• [Assigned task] Without including any pictures, write out the listing below exactly.
----
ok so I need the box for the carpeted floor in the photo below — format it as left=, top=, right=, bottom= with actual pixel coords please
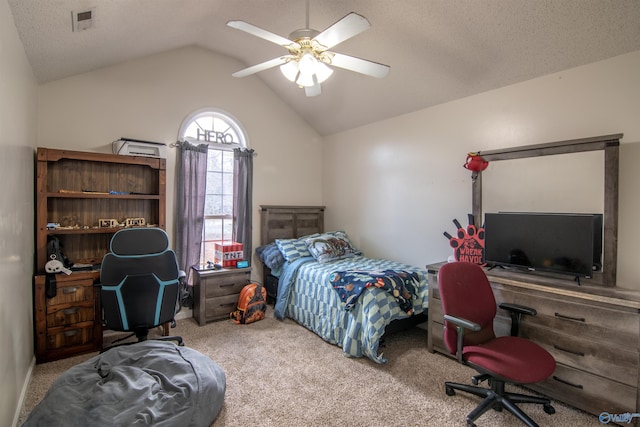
left=19, top=309, right=602, bottom=426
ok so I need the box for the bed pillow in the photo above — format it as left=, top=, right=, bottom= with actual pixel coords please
left=255, top=243, right=285, bottom=271
left=275, top=234, right=319, bottom=262
left=304, top=231, right=361, bottom=263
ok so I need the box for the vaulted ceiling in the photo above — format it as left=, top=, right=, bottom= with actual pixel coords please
left=7, top=0, right=640, bottom=135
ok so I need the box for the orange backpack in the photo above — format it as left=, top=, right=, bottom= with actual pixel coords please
left=230, top=283, right=267, bottom=324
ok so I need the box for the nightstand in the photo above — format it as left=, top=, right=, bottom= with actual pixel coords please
left=192, top=266, right=252, bottom=325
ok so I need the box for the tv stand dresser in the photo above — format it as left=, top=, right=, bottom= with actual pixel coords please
----
• [Answer to the problem]
ok so I need the box for the carpeted floor in the photo below — format it as left=, top=, right=, bottom= with actual pixel coords please
left=19, top=309, right=602, bottom=426
ok so I need the box for the bed pillow in the photo above — format it as left=, top=, right=, bottom= with actual pixel coords please
left=255, top=243, right=285, bottom=271
left=275, top=234, right=319, bottom=262
left=304, top=231, right=361, bottom=263
ok so I need the box for the vaulted ceiling in the photo above — format it as left=, top=, right=, bottom= with actual pixel coords please
left=7, top=0, right=640, bottom=135
ok so I need the box for the orange backpack in the photo above — format it as left=, top=, right=, bottom= with actual pixel coords please
left=230, top=283, right=267, bottom=324
ok so I need the box for the nightstand in the photo above — format it as left=, top=, right=, bottom= with actual pixel coords please
left=192, top=266, right=252, bottom=325
ok so I need the box for the tv stand dresser in the photo above — format it as left=, top=, right=, bottom= with actual pixel coords please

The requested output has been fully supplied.